● **READING PASSAGE**
◆ ◆ ◆ ◆ ◆

The READ UNCOMMITTED isolation level permits for dirty reads. Oracle does not make use of dirty reads, nor does it even allow for them. The basic goal of a READ UNCOMMITTED isolation level is to provide a standards-based definition that caters for non-blocking reads. As we have seen, Oracle provides for non-blocking reads by default. You would be hard-pressed to make a SELECT query block in the database (there is the special case of a distributed in-doubt transaction, which we discuss in Chapter 4). Every single query, be it a SELECT, INSERT, UPDATE, or DELETE, executes in a readconsistent fashion.

In Chapter 1, Developing building Successful Oracle Applications, Oracle’s method of obtaining readconsistency was demonstrated by way of an accounts example. We’re now going to revisit that example to discuss in more detail what happens in Oracle, using multi-versioning, and what would happen in any number of other databases. Again, we are assuming one database row per block.

We will start with the same basic table and query:

     create table accounts
     ( account_number number primary key,
       account_balance number
     );

     select sum(account_balance) from accounts;

Before the query begins, we have the following data:

Row	Account Number	Account Balance
1	123	$500.00
2	456	$240.25
...	...	...
342,023	987	$100.00

Now, our select statement starts executing and reads row 1, row 2, and so on. At some point while we are in the middle of the query, a transaction moves $400.00 from account 123 to account 987. This transaction does the two updates, but does not commit. The table now looks like this:

Row	Account Number	Account Balance	LOCKED
1	123	($500.00) changed to $100.00	X
2	456	$240.25
...	...	...
342,023	987	($100.00) changed to $500.00	X

So, two of those rows are locked – if anyone tried to update them they would be blocked. So far the behavior we are seeing is more or less consistent across all databases. The difference will be in what happens when the query gets to the locked data.

When the query we are executing gets to the locked block, it will notice that the data on it has changed since the beginning of its execution. In order to provide a consistent (correct) answer, Oracle will at this point recreate the block with the locked data as it existed when the query began. That is, Oracle takes a detour around the lock – it reads around it, reconstructing it from the rollback segment. A consistent and correct answer comes back without waiting for the transaction to commit.

Now, a database that allowed a dirty read would simply return the value it saw in account 987 at the time it read it, in this case $500. The query would count the transferred $400 twice and would present a total that never existed in the accounts table at any point in time. In a multi-user database, a dirty read can be a dangerous feature and, personally, I have never seen the usefulness of it. It not only returns the wrong answer, but it may see data that will never actually exist in the database at any point in time. Say that, rather than transferring, the transaction was actually just depositing $400 in account 987. The dirty read would count the $400 and get the ‘right’ answer, wouldn’t it? Well, suppose the uncommitted transaction was rolled back. We have just counted $400 that was never actually in the database.

The point here is that dirty read is not a feature – rather it is a liability. In Oracle, it is just not needed. You get all of the advantages of a dirty read (no blocking) without any of the incorrect results.

◆ ◆ ◆ ◆ ◆

(Rows from a dataset)
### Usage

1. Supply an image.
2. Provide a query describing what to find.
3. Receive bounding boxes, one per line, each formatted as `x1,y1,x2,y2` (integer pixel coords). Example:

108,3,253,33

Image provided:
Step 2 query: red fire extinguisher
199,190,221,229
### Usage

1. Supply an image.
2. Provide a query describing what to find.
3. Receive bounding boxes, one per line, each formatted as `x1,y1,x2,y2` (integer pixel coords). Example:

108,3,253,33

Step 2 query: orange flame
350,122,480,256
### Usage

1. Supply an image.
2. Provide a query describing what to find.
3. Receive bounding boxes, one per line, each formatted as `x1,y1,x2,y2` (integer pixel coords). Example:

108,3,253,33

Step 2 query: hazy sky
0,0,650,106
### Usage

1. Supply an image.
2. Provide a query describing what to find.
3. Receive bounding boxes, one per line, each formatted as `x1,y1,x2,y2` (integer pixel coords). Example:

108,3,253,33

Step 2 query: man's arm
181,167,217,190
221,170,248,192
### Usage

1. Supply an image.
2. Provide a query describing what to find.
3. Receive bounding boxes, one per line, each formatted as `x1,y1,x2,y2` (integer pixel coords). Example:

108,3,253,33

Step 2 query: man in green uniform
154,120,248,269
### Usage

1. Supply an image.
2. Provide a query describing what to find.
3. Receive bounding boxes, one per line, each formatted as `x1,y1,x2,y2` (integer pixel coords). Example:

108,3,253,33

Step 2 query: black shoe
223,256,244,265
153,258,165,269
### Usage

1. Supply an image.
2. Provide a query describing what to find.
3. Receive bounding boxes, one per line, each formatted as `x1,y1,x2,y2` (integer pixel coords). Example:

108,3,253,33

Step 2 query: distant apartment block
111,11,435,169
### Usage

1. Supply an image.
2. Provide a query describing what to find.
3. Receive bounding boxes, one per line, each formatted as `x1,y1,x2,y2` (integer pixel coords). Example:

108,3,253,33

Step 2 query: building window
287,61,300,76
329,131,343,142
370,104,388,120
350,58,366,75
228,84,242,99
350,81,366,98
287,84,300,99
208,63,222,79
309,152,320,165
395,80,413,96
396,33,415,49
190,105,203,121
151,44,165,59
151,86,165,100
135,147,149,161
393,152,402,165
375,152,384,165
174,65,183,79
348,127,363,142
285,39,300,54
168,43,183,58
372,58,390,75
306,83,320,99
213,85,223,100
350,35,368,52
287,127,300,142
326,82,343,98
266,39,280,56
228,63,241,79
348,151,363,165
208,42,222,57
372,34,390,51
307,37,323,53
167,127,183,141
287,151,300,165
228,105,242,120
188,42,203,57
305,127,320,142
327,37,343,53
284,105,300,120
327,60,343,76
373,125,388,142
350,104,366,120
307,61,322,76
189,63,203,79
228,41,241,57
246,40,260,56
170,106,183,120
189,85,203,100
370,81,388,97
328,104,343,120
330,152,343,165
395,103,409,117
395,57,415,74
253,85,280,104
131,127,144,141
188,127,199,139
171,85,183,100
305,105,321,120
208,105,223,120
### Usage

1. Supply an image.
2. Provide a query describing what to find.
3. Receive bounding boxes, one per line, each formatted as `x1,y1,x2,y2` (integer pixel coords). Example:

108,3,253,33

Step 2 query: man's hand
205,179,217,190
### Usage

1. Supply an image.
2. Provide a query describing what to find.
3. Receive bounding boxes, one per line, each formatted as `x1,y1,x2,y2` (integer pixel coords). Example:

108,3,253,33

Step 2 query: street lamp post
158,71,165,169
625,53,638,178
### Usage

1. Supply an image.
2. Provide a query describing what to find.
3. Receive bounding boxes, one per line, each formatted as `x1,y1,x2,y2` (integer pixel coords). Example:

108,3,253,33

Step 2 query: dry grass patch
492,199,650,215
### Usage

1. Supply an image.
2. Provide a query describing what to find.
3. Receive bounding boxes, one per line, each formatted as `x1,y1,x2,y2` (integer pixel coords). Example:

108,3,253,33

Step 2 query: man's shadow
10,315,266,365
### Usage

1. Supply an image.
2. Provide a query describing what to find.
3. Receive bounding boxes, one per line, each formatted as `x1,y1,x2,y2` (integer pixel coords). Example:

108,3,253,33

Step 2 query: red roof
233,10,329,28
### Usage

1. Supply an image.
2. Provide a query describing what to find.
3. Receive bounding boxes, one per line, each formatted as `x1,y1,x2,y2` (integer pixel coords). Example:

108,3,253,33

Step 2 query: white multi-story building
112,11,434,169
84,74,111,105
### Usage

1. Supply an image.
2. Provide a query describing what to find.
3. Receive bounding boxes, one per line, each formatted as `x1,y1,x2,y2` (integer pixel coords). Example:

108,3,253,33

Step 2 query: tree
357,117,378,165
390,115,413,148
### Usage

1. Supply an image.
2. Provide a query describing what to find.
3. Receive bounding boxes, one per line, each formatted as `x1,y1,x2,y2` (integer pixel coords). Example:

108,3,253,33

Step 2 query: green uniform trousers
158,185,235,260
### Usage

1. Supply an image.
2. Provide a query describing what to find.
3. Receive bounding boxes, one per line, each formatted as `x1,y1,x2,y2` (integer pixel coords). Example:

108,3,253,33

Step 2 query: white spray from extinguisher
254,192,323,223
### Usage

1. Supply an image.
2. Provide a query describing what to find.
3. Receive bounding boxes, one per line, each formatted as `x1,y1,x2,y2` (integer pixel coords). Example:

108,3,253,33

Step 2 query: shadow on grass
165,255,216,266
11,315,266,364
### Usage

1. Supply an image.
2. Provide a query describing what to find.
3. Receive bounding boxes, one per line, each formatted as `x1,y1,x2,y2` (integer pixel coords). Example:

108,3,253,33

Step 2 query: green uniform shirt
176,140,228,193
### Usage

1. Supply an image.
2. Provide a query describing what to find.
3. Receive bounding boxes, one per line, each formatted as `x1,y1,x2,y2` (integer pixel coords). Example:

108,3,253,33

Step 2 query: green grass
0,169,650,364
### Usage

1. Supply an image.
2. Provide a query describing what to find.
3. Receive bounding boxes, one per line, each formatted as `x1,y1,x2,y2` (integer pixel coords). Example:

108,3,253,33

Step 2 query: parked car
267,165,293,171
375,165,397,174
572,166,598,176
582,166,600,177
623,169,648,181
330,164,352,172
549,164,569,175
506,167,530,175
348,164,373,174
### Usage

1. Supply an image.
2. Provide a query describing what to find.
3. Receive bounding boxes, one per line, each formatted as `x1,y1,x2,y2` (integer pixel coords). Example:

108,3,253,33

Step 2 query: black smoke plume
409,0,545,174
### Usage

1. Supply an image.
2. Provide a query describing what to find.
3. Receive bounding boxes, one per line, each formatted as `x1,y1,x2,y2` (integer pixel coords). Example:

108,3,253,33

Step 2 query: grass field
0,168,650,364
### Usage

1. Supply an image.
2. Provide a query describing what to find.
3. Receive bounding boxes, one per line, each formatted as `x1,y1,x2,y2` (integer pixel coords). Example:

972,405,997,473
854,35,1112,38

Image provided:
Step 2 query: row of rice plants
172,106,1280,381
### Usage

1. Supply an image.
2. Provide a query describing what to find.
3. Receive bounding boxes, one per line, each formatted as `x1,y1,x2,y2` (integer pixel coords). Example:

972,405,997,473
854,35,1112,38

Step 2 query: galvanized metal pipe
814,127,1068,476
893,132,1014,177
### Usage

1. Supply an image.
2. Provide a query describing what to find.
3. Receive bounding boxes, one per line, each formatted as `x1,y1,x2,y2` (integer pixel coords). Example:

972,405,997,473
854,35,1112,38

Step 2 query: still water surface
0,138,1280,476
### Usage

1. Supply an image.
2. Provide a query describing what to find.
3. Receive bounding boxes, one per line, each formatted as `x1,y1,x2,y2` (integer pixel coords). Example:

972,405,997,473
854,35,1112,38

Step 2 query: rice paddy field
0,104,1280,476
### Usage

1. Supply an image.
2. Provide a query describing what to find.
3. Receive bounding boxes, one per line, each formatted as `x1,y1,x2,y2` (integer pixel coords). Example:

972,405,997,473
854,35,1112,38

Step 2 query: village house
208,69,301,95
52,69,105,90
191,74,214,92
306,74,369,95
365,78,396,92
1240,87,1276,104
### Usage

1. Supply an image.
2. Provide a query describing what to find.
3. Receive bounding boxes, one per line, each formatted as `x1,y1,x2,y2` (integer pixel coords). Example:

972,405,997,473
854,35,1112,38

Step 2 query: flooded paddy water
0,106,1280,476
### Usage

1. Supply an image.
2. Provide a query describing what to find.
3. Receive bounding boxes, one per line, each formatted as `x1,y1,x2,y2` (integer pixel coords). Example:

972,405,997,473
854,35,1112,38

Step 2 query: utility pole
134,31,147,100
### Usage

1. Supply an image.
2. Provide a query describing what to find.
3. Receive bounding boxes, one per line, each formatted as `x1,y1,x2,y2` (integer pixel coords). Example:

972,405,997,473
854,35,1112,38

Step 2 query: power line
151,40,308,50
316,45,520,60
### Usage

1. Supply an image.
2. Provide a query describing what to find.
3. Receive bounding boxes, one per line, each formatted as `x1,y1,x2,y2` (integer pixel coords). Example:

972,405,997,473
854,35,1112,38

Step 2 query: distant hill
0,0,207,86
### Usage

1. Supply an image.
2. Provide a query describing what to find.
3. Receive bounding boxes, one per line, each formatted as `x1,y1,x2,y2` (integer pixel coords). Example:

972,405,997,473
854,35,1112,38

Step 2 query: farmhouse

◆ ◆ ◆ ◆ ◆

● **GIVEN EXERCISE 1**
Which account numbers appear in the tables of the Oracle isolation-level passage?
● **GIVEN EXERCISE 2**
Can you write what comes next in the Oracle isolation-level passage, picking up after its final sentence?

● **FINAL ANSWER 1**
123, 456, 987

● **FINAL ANSWER 2**
READ COMMITTED

The READ COMMITTED isolation level states that a transaction may only read data that was committed before the transaction began. There are no dirty reads. There may be non- REPEATABLE READ s (rereads of the same row return a different answer) and phantom reads (newly inserted rows become visible to a query that were not visible earlier in the transaction). READ COMMITTED is perhaps the most commonly used isolation level in database applications everywhere. It is rare to see a different isolation level used.

READ COMMITTED isolation is not as cut and dry as it sounds. If you look at the matrix above, it looks straightforward. Obviously, given the rules above, a query executed in any database using READ COMMITTED isolation would behave in the same way, would it not? It will not. If you query multiple rows in a single statement then, in almost every other database, READ COMMITTED isolation can be as bad as a dirty read, depending on the implementation.

In Oracle, using multi-versioning and read consistent queries, the answer we get from the accounts query is the same in READ COMMITTED as it was in the READ UNCOMMITTED example. Oracle will reconstruct the modified data as it appeared when the query began, returning the answer that was in the database when the query started.

Let’s now take a look at how our above example might work in READ COMMITTED mode in other databases – you might find the answer surprising. We’ll pick up our example at the point described in the previous table:

We are in the middle of the table. We have read and summed the first N rows.
The other transaction has moved $400 from account 123 to 987.
It has not yet committed, so rows 123 and 987 are locked.

We know what happens in Oracle when it gets to account 987 – it will read around the modified data, find out it should be $100.00 and complete. Let’s see how another database, running in some default READ COMMITTED mode, might arrive at the answer:

Time	Query	Account transfer transaction
T1	Reads row 1, sum = $500 so far.
T2	Reads row 2, sum = $740.25 so far.
T3		Updates row 1, puts an exclusive lock onblock preventing other updates and reads. Row 1 now has $100.
T4	Reads row N, sum = ....
T5		Updates row 342023, puts an exclusive lock on this block. Row now has $500.
T6	Reads row 342023, discovers that it has been modified. This session will block and wait for this block to become available. All processing on this query stops.
T7		Commits transaction.
T8	Reads row 342,023, sees $500 and presents final answer.

The first thing to notice is that this other database, upon getting to account 987, will block our query. This session must wait on that row until the transaction holding the exclusive lock commits. This is one reason why many people have a bad habit of committing in the middle of their transactions. Updates interfere with reads in most other databases. The really bad news in this scenario is that we are making the end user wait for the wrong answer. You still receive an answer that never existed in the database at any point in time, as with the dirty read, but this time we made them wait for the wrong answer.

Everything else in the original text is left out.